**The problem**
Below are records; reproduce exactly the lines from the first through the one containing "box: [781, 551, 842, 633]".

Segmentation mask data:
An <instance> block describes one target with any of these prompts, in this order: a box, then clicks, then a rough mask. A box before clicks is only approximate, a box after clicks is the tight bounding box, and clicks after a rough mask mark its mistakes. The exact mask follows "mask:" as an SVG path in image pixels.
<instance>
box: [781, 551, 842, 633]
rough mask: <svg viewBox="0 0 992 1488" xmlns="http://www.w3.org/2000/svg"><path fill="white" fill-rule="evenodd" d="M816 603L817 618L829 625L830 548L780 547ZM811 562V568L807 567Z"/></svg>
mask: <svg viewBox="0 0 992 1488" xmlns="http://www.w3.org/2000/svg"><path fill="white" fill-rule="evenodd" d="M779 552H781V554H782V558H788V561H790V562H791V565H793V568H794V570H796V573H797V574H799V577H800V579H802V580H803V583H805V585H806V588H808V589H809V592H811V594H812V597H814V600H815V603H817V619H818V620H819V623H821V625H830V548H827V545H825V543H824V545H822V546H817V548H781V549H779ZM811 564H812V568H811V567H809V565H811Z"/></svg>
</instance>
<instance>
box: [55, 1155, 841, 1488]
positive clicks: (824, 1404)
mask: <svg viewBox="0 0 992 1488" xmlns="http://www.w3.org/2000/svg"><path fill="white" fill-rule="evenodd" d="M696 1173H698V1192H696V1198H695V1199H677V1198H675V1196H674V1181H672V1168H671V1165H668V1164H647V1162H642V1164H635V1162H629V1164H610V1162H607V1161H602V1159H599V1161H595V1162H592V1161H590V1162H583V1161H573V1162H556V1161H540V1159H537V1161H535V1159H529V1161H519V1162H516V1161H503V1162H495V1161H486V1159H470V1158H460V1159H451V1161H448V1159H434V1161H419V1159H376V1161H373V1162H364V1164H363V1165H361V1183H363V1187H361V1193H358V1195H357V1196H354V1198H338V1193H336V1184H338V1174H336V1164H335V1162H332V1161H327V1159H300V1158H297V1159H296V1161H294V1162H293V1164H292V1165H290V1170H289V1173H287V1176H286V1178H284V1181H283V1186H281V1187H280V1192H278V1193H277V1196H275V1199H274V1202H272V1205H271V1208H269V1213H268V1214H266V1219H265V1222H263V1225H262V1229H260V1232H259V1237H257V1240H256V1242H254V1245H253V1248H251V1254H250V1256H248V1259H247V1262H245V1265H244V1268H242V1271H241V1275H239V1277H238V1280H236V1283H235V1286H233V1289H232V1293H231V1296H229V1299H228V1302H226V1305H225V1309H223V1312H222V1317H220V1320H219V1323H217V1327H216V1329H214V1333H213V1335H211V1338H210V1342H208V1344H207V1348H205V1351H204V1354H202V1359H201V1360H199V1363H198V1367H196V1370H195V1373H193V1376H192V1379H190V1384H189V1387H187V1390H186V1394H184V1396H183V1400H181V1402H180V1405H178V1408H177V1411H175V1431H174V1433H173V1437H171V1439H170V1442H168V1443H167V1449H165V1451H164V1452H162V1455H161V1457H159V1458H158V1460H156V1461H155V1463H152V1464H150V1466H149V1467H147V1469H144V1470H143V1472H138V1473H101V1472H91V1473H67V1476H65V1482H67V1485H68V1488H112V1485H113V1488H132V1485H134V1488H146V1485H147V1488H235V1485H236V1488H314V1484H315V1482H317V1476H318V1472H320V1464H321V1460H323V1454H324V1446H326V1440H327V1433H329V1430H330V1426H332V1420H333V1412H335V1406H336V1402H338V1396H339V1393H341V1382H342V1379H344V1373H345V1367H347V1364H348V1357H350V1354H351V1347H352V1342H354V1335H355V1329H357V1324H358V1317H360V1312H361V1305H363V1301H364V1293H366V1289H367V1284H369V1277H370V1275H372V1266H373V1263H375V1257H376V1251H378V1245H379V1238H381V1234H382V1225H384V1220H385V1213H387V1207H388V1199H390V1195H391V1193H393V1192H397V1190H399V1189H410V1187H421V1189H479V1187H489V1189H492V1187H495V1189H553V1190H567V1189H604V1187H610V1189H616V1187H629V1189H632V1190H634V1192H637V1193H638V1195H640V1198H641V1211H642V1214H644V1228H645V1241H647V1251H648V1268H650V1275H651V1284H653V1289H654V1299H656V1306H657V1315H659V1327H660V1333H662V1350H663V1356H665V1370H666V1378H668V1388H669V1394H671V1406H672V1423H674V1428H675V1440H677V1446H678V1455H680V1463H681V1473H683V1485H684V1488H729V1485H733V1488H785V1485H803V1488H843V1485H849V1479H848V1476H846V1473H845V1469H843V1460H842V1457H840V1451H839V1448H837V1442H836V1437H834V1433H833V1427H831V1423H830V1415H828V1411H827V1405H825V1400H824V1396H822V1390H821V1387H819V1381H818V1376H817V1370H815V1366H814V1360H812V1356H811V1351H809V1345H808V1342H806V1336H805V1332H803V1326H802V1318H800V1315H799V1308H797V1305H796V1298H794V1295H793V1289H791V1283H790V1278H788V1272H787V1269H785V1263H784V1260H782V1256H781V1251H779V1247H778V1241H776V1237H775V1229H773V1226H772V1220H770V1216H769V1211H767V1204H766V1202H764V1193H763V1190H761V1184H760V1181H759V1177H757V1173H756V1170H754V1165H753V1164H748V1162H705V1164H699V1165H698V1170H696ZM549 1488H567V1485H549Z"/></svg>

**Task answer**
An <instance> block describes one target with any of these prompts, in this order: a box, then clicks, then a rough mask. A box before clicks is only approximate, a box after clicks is the tight bounding box, and clicks after a rough mask mark its mistakes. The exact mask follows "mask:" as an SVG path in image pixels.
<instance>
box: [781, 551, 842, 633]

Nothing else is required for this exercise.